### Document section:
START

Reputation: 113
I have this piece of code:
string x = textBox1.Text;
string[] list = x.Split(';');
foreach (string u in list)
{
string url = "http://*********/index.php?n=" + u;
webBrowser1.Navigate(url);
webBrowser1.Document.GetElementsByTagName("META");
}
and I'm trying to get the <META>
tags to output to a message box, but when I test it out, I keep getting this error:
Object reference not set to an instance of an object.
Upvotes: 0
Views: 9487
Reputation: 1739
You can retrieve META tags and any other HTML element directly from your WebBrowser control, there is no need of HTML Agility Pack or other component.
Like Mark said, wait first for the DocumentCompleted event:
webBrowser.DocumentCompleted += WebBrowser_DocumentCompleted;
Then you can catch any element and content from the HTML document. The following code gets the title and the meta description:
private void WebBrowser_DocumentCompleted(object sender, System.Windows.Forms.WebBrowserDocumentCompletedEventArgs e)
{
System.Windows.Forms.WebBrowser browser = sender as System.Windows.Forms.WebBrowser;
string title = browser.Document.Title;
string description = String.Empty;
foreach (HtmlElement meta in browser.Document.GetElementsByTagName("META"))
{
if (meta.Name.ToLower() == "description")
{
description = meta.GetAttribute("content");
}
}
}
Upvotes: 0
Reputation: 225272
Your problem is that you're accessing the Document
object before the document has loaded - WebBrowser
s are asynchronous. Just parse the HTML using a library like the HTML Agility Pack.

END

### Set tasks:
1. In the META tag thread, which event does the answer with reputation 1739 say to wait for before reading elements from the WebBrowser control?
2. From the META tag thread, copy the part that opens with the words containing "Reputation: 113" and closes with "of an object.".
3. Write what comes next in the META tag thread, starting after its final line.

### Dataset entries:
START

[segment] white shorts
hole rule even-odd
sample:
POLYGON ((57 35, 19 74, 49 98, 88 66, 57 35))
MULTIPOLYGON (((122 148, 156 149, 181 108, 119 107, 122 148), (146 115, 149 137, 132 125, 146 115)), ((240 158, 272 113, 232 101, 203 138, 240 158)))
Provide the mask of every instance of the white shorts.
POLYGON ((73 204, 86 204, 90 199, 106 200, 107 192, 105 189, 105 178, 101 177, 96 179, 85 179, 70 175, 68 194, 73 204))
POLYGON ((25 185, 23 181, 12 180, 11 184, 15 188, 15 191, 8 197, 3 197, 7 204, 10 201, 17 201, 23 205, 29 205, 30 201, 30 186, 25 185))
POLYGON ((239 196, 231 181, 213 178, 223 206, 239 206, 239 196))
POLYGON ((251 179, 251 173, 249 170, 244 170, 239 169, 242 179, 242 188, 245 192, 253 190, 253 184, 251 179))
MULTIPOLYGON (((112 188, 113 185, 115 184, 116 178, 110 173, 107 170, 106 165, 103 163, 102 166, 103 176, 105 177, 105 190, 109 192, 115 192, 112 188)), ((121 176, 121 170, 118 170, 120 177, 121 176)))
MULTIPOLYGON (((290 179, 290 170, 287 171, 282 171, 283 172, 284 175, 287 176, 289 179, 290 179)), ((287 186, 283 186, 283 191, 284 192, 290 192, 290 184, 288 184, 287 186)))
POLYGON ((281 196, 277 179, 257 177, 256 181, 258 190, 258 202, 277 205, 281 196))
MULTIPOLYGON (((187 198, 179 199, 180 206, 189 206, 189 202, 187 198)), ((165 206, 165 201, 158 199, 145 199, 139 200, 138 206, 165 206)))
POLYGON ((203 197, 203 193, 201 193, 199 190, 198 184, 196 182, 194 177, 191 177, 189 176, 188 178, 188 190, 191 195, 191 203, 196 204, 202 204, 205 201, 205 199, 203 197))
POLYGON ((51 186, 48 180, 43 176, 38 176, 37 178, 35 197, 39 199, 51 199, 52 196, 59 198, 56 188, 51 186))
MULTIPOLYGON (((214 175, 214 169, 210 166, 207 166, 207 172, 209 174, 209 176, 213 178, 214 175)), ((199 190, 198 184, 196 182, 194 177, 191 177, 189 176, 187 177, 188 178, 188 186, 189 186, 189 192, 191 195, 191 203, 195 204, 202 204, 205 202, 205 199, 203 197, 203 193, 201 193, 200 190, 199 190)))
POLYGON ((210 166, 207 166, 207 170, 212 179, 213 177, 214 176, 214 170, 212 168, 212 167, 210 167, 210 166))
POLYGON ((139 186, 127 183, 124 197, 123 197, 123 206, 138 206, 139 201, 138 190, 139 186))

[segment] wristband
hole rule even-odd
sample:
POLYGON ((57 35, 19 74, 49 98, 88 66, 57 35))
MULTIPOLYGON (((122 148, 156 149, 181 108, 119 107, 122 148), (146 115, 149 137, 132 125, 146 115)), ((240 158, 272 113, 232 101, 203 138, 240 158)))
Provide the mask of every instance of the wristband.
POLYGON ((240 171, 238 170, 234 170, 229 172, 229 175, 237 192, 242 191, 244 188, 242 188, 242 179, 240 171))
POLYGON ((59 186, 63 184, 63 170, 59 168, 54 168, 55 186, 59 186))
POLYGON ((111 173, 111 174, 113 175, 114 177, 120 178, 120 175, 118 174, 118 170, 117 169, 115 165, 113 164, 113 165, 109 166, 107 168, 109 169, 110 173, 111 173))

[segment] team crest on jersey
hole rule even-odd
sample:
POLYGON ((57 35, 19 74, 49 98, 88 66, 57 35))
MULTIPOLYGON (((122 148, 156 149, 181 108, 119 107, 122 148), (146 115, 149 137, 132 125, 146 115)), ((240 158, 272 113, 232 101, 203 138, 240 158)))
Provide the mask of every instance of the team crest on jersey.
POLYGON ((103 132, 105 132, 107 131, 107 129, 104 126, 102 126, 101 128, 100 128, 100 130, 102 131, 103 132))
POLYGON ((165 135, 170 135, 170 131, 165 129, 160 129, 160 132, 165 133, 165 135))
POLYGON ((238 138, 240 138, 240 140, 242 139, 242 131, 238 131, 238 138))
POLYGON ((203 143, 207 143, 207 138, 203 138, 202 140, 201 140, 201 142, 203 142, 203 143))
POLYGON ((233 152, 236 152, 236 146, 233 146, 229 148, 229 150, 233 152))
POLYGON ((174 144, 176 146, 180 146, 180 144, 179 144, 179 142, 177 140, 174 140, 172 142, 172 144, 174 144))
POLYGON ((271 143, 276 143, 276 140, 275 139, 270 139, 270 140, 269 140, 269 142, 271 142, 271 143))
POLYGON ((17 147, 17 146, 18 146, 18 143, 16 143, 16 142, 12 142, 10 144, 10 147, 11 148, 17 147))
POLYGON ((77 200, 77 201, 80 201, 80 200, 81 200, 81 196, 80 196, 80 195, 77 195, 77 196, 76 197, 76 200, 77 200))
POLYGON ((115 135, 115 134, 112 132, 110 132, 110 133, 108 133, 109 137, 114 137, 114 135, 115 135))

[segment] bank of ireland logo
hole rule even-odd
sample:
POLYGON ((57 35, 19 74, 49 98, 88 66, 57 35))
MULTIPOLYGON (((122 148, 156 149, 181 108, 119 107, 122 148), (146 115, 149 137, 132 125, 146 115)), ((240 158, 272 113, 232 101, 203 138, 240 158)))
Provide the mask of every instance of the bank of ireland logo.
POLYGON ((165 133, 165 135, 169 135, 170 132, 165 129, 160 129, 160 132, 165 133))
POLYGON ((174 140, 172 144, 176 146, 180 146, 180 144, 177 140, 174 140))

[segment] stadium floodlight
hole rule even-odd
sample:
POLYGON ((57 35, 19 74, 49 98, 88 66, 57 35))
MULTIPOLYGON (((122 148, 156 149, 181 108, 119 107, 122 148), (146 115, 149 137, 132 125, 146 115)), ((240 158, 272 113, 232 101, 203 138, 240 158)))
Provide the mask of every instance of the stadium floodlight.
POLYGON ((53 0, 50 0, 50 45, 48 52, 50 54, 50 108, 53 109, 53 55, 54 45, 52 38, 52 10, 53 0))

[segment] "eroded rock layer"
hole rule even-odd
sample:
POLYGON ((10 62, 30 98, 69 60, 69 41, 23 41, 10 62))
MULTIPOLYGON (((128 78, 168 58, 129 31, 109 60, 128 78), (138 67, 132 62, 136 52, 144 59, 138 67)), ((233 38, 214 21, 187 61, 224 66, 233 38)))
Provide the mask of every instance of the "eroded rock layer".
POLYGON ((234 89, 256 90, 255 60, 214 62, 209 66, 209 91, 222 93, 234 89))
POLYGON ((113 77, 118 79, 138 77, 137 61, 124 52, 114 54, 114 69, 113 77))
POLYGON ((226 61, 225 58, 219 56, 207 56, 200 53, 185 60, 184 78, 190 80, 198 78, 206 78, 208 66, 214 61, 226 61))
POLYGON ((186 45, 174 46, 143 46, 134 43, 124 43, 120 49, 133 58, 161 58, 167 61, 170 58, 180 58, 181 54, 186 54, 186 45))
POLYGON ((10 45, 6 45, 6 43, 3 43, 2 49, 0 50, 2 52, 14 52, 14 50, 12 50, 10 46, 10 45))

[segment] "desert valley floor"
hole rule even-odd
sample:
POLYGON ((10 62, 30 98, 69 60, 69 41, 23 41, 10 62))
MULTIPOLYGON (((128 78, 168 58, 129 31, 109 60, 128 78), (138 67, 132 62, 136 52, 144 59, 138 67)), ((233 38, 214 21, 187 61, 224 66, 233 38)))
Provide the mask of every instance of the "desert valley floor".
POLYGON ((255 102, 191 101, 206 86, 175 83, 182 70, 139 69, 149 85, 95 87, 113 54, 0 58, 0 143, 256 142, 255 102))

END

### Responses to the exercise:
1. The DocumentCompleted event.

2.
Reputation: 113
I have this piece of code:
string x = textBox1.Text;
string[] list = x.Split(';');
foreach (string u in list)
{
string url = "http://*********/index.php?n=" + u;
webBrowser1.Navigate(url);
webBrowser1.Document.GetElementsByTagName("META");
}
and I'm trying to get the <META>
tags to output to a message box, but when I test it out, I keep getting this error:
Object reference not set to an instance of an object.

3.
Here's how you might get the <meta>
tags using the HTML Agility Pack. (Assumes using System.Net;
and using HtmlAgilityPack;
.)
// Create a WebClient to use to download the string:
using(WebClient wc = new WebClient()) {
// Create a document object
HtmlDocument d = new HtmlDocument();
// Download the content and parse the HTML:
d.LoadHtml(wc.DownloadString("http://stackoverflow.com/questions/10368605/getelementsbytagname-in-c-sharp/10368631#10368631"));
// Loop through all the <meta> tags:
foreach(HtmlNode metaTag in d.DocumentNode.Descendants("meta")) {
// It's a <meta> tag! Do something with it.
}
}
Upvotes: 3
Reputation: 839144
You shouldn't try to access the document until it has finish loading. Run that code inside a handler for the DocumentCompleted
event.
But Matti is right. If all you need is to read the HTML you shouldn't be using a WebBrowser
. Just fetch the text and parse it using an HTML parser.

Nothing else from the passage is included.